(Recorded data)
+--

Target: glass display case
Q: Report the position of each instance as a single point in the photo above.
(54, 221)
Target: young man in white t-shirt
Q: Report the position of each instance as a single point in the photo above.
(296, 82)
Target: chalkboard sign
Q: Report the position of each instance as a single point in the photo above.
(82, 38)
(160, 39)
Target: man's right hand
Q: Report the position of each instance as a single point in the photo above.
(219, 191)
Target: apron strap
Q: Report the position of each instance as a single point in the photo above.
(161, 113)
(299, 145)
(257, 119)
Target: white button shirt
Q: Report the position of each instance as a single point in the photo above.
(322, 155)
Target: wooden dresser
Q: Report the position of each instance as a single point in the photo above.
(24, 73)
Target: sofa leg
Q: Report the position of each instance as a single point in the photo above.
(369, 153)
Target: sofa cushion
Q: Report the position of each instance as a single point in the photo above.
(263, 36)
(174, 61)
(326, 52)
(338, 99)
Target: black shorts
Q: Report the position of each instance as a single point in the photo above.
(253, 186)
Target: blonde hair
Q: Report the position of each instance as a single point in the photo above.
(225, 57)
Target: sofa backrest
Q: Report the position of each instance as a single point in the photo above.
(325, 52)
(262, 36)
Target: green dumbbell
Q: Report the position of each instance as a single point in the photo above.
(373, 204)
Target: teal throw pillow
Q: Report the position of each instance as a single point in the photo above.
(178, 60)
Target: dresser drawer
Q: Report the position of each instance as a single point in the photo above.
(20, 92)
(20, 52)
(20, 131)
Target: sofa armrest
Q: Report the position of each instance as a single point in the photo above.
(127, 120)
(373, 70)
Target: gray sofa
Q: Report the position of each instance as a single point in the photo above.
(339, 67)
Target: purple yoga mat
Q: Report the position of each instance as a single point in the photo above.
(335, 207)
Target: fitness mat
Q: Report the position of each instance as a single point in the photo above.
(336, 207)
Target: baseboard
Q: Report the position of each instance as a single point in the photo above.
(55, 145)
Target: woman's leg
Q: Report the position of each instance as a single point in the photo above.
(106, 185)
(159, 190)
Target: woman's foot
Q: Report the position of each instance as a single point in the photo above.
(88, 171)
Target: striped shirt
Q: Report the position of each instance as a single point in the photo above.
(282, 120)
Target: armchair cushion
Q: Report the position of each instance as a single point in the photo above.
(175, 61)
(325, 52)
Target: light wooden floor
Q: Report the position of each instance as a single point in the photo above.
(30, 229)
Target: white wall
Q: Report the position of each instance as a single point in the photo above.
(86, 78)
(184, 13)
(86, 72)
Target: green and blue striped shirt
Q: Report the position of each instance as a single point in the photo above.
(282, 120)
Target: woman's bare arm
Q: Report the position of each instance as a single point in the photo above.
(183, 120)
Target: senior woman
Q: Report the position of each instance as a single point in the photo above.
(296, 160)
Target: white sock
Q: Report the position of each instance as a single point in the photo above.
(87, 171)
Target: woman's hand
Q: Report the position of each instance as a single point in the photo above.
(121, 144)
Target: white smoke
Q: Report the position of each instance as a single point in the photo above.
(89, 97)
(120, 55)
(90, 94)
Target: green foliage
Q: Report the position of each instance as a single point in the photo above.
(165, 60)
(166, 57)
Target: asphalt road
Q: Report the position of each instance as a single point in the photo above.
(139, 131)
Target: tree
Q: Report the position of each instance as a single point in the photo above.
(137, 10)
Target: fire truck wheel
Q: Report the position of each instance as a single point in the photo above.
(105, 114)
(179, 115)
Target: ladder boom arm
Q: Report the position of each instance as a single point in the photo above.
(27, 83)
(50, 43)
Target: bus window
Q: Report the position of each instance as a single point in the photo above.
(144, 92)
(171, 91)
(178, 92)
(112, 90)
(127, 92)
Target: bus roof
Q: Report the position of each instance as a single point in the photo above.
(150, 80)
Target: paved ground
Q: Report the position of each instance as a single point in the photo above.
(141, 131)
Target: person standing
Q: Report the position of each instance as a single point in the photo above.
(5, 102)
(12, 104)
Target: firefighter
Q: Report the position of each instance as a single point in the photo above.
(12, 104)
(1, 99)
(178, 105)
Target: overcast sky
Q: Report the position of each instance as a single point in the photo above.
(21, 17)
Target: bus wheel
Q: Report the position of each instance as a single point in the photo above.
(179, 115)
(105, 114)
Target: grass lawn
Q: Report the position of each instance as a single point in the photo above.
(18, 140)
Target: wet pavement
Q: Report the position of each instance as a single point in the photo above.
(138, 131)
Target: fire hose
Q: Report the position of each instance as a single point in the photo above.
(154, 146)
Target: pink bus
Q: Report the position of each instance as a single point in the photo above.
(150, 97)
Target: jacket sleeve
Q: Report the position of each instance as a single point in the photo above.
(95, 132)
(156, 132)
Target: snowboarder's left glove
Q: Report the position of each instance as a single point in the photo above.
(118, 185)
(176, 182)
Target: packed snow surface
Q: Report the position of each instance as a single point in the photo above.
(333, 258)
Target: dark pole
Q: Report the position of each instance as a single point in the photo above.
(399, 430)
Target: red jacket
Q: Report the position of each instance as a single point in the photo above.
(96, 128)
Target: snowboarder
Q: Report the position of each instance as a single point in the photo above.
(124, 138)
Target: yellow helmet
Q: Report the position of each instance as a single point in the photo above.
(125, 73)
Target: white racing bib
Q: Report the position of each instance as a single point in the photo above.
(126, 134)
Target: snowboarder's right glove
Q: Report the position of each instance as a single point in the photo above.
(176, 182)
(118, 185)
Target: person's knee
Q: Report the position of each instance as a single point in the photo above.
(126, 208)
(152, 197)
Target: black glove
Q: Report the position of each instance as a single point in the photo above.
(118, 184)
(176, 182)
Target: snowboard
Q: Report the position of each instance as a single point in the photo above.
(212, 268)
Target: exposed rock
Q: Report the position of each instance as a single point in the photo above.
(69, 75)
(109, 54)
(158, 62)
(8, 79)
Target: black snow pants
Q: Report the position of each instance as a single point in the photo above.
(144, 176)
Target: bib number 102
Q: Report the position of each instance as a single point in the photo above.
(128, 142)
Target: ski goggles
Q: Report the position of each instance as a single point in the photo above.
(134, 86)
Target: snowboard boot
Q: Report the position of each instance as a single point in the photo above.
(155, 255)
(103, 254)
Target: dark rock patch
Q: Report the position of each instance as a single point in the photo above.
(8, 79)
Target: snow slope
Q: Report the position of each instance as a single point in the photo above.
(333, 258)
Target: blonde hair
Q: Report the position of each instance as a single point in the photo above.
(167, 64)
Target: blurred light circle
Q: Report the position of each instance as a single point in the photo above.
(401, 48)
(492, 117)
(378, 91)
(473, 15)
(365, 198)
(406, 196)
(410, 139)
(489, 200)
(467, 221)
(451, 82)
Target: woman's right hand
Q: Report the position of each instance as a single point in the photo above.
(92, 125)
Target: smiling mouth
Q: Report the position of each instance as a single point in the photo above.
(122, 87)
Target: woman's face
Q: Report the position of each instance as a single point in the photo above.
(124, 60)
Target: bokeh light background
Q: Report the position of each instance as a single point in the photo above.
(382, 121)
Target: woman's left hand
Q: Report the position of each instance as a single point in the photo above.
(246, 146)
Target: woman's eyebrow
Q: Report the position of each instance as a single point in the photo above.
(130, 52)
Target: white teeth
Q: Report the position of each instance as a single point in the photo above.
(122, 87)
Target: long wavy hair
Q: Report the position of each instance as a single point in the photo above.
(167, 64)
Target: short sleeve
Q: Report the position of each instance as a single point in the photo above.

+--

▸ **TASK TO COMPLETE**:
Copy out every line from the data above in which the word "dresser" occurs.

▸ **WRITTEN RESPONSE**:
Target: wooden dresser
Target: dresser drawer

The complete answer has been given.